╭─ Extracted records
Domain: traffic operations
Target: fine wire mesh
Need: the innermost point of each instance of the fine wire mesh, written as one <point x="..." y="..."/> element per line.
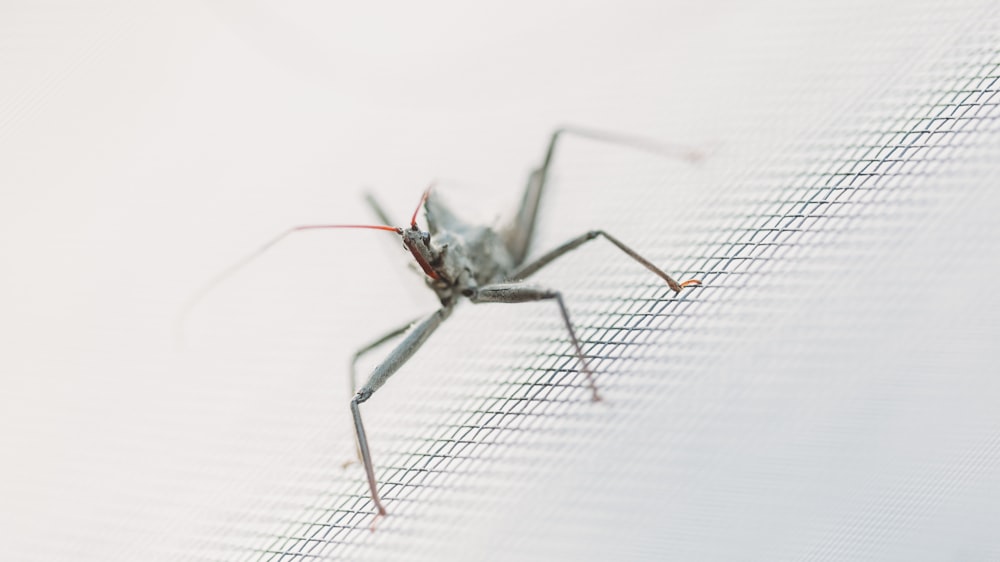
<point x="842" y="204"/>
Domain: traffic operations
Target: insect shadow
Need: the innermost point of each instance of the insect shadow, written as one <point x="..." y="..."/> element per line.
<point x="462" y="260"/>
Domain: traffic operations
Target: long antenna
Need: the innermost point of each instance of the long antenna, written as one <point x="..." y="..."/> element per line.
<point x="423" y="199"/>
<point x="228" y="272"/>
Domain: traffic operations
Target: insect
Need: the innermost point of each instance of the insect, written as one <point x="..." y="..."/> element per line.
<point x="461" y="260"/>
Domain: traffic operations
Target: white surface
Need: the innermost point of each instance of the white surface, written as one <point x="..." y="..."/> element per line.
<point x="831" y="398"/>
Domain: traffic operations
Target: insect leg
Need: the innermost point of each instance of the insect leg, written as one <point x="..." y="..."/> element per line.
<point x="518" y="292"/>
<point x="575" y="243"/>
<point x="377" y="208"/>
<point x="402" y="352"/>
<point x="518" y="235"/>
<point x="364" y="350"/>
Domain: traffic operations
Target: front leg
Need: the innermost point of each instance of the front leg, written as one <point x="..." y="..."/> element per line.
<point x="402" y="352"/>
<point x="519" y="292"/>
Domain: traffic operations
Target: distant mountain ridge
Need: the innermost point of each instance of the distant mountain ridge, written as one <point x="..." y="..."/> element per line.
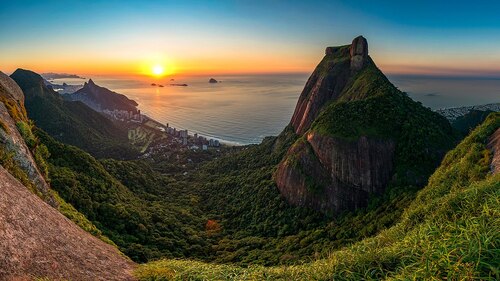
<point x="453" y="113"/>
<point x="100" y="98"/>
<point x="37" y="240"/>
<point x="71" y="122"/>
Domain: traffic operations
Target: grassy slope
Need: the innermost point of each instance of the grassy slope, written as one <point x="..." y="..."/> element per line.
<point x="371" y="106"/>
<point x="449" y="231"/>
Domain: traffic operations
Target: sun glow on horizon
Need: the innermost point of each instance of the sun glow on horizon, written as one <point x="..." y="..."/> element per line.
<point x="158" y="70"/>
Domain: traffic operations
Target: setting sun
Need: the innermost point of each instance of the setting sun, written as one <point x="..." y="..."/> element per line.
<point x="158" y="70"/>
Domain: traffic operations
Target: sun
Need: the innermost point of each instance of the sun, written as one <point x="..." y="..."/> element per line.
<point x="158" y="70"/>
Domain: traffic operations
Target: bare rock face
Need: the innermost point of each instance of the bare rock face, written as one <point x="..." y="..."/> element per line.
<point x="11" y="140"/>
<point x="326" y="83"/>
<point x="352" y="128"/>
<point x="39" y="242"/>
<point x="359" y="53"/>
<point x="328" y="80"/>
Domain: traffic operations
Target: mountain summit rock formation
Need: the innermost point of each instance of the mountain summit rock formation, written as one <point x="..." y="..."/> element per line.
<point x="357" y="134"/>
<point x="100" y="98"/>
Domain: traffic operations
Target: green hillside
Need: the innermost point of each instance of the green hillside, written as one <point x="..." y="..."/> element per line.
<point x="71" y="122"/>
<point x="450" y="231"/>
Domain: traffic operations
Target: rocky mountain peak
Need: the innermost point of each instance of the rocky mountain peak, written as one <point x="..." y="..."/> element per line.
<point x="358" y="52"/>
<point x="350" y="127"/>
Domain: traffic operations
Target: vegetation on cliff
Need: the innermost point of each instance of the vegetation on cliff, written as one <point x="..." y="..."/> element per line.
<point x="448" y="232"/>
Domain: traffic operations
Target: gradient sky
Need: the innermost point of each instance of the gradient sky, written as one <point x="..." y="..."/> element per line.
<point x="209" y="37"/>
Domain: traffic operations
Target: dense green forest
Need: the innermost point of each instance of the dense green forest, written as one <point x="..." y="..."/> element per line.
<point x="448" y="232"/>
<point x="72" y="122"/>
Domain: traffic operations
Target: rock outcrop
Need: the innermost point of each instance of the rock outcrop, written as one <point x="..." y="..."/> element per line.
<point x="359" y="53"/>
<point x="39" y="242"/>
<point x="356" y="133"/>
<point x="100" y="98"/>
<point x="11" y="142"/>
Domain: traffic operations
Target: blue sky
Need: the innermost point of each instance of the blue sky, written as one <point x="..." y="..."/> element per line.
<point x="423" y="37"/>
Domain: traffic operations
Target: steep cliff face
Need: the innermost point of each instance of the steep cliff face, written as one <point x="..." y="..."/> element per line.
╰─
◆ Exercise aim: Although the records above contain pictures, the copy should not; retype exactly the lines from the one containing "Target: fine wire mesh" through the one containing "Target: insect leg".

◆ Solution:
Target: fine wire mesh
Need: the innermost point of each instance of the fine wire mesh, written as one <point x="..." y="..."/> element per line.
<point x="842" y="204"/>
Domain: traffic operations
Target: insect shadow
Need: the innermost point of each instance of the insect shadow, written as one <point x="..." y="..."/> element per line.
<point x="462" y="260"/>
Domain: traffic operations
Target: long antenna
Need: the innermost point of each instance of the long antenna, written as one <point x="..." y="..."/> element per line.
<point x="423" y="199"/>
<point x="228" y="272"/>
Domain: traffic operations
Target: insect
Need: the innermost point of each instance of the insect, written as one <point x="..." y="..."/> element per line.
<point x="461" y="260"/>
Domain: traffic operations
Target: white surface
Need: the innermost point of each instance of the white surface, written as one <point x="..." y="..."/> element per line.
<point x="831" y="398"/>
Domain: traffic operations
Target: insect leg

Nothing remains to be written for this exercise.